--- START Provided material ---
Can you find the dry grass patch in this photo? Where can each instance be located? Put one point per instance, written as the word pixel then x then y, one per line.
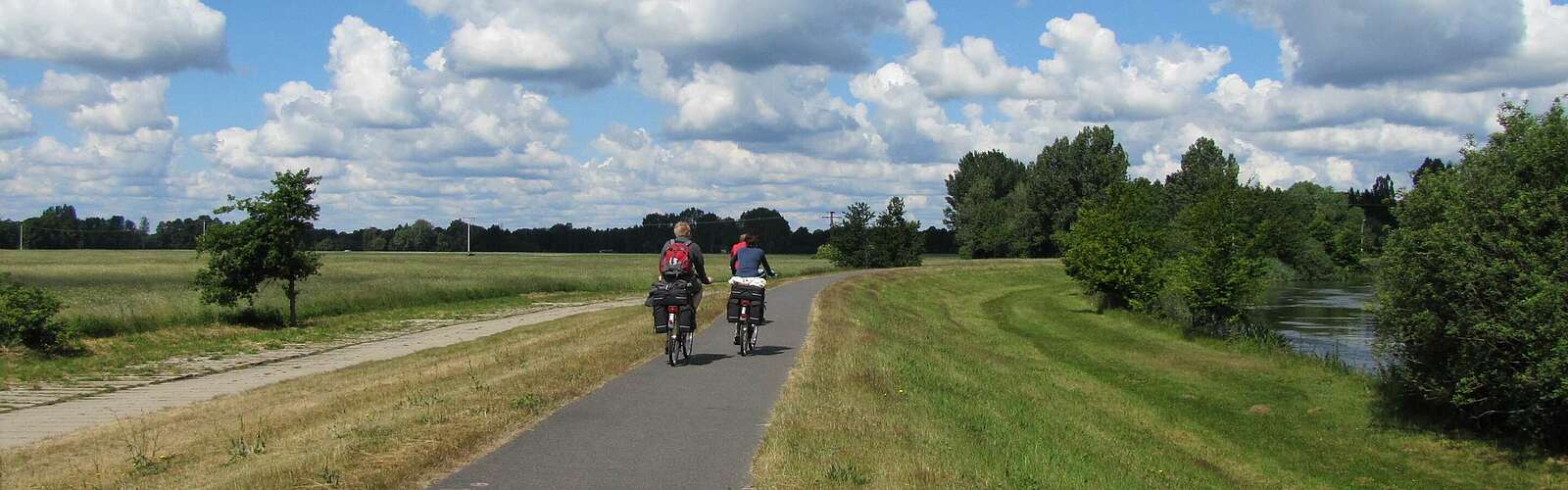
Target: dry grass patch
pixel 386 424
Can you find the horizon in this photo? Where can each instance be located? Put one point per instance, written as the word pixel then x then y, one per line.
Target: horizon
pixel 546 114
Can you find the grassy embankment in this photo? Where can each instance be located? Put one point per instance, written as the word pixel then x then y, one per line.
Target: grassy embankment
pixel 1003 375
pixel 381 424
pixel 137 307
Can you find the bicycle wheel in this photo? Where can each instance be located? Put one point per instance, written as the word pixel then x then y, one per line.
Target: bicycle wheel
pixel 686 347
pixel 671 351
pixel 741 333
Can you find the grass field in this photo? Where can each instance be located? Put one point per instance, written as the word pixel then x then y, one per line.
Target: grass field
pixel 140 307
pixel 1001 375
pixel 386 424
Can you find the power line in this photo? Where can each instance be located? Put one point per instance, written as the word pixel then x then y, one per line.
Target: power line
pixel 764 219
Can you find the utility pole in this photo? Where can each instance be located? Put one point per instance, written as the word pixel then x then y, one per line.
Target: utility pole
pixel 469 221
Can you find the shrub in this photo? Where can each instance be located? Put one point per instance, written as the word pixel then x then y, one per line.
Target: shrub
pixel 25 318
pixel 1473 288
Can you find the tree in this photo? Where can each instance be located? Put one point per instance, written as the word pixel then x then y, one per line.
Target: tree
--- END Provided material ---
Arrange all of the material above as a numbered list, one line per item, skipping blank lines. Leave the pictures out.

1. Can you find the dry grass patch in this photo? Where can each instance be located? Put one point per instance, written as the word pixel then x then y, one per line.
2. Target: dry grass patch
3. pixel 386 424
4. Can you find the horizon in this photo? Where can each instance be located? Put one point per instance, written as the word pixel then x then y, one per line.
5. Target: horizon
6. pixel 546 114
7. Can you find the grassy embankment in this photo? Where can each instance be located? Put one point per instance, written as the word pixel then x then y, one per line.
8. Target: grassy embankment
9. pixel 1003 375
10. pixel 381 424
11. pixel 137 307
12. Can you find the bicycle wheel in this photo? Where can each instance be located? Put one point per instance, written as the word pixel then x then y, one per line.
13. Target: bicycle wheel
14. pixel 686 347
15. pixel 671 351
16. pixel 741 333
17. Can you find the grass field in this photo? Where can each instance be located? Put one point per instance, written as the word pixel then x then y, one per line.
18. Target: grass field
19. pixel 140 307
20. pixel 1001 375
21. pixel 386 424
22. Can you find the power line in this photo? Where can each instance be located? Put one point per instance, written as the word pixel then x then y, one per line.
23. Target: power line
24. pixel 764 219
25. Can you find the utility pole in this photo? Where can each instance be located? Put one point per instance, written as the word pixel then x then y, one per line.
26. Target: utility pole
27. pixel 469 221
28. Can you find the shrub in this photo? Where can each instance be located? Put one point per instance, written as the word pixel then x then y, one per line.
29. Target: shrub
30. pixel 25 318
31. pixel 1473 288
32. Can you find the tree in this photo? Where can each instance be located? Put one point per instance, written as the word pixel then x then y, one per line.
33. Target: tree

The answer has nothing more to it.